[BEGIN Given entries]

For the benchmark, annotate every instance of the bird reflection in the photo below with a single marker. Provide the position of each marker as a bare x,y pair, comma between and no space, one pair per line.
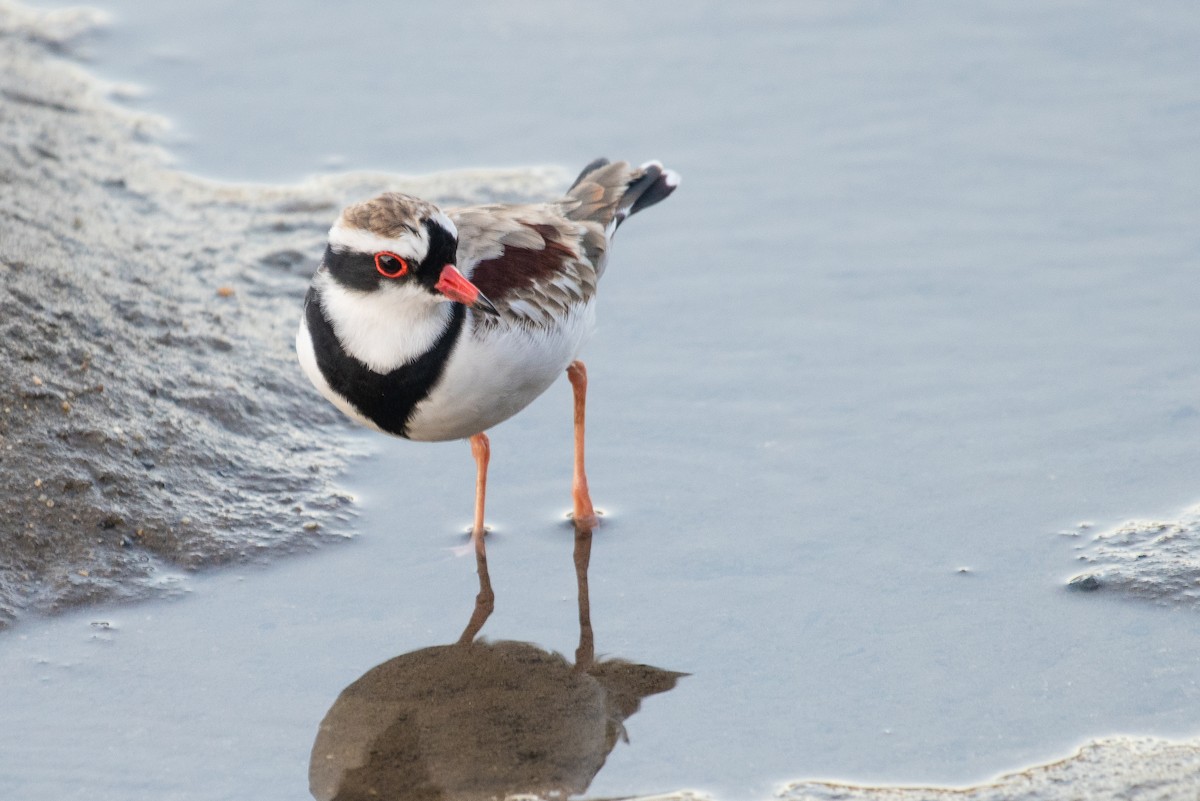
480,720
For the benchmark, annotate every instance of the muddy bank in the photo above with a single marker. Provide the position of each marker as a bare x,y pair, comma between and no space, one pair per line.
1153,560
151,416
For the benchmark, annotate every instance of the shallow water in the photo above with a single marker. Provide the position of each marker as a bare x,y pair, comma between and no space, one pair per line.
925,300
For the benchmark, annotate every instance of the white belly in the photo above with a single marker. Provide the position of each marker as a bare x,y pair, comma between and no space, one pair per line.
489,379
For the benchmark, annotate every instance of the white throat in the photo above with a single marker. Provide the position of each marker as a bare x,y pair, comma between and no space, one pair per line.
384,329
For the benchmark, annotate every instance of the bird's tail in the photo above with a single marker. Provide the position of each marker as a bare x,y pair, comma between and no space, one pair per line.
609,192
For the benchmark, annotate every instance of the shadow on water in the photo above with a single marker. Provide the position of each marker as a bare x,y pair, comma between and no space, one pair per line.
479,720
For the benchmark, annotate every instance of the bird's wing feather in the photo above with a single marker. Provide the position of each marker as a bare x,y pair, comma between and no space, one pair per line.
531,260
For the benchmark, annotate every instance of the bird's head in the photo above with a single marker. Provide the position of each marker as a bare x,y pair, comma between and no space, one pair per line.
400,244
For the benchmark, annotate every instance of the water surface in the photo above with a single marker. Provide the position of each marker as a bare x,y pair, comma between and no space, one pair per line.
925,299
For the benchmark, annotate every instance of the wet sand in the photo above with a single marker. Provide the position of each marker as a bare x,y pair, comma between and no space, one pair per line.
151,420
151,416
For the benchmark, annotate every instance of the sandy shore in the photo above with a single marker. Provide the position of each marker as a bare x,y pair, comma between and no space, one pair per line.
151,415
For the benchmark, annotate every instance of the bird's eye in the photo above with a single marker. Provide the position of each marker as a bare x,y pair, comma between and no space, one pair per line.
390,265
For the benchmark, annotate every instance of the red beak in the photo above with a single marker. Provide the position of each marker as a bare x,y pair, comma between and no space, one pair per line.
454,285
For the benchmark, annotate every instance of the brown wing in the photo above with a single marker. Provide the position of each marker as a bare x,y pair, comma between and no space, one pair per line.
531,262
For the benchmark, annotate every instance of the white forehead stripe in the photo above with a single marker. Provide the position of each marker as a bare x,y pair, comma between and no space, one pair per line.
348,238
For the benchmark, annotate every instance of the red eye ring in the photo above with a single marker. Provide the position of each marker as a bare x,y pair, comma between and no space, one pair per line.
388,256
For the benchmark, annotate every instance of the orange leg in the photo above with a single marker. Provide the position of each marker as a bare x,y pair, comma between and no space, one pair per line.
583,513
481,450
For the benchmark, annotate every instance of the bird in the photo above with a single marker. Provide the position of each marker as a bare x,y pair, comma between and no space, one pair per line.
436,325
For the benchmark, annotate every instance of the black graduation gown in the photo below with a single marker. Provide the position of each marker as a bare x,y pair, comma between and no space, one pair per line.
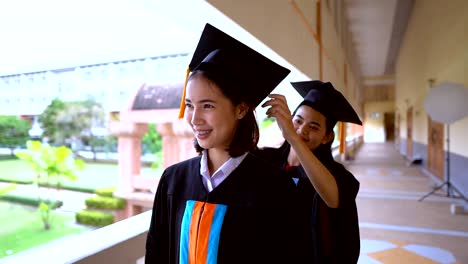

[END Given entries]

What needs to be done — How many lines in the material above contain the word "tail"? Reply with the number alone.

Worked answer — 1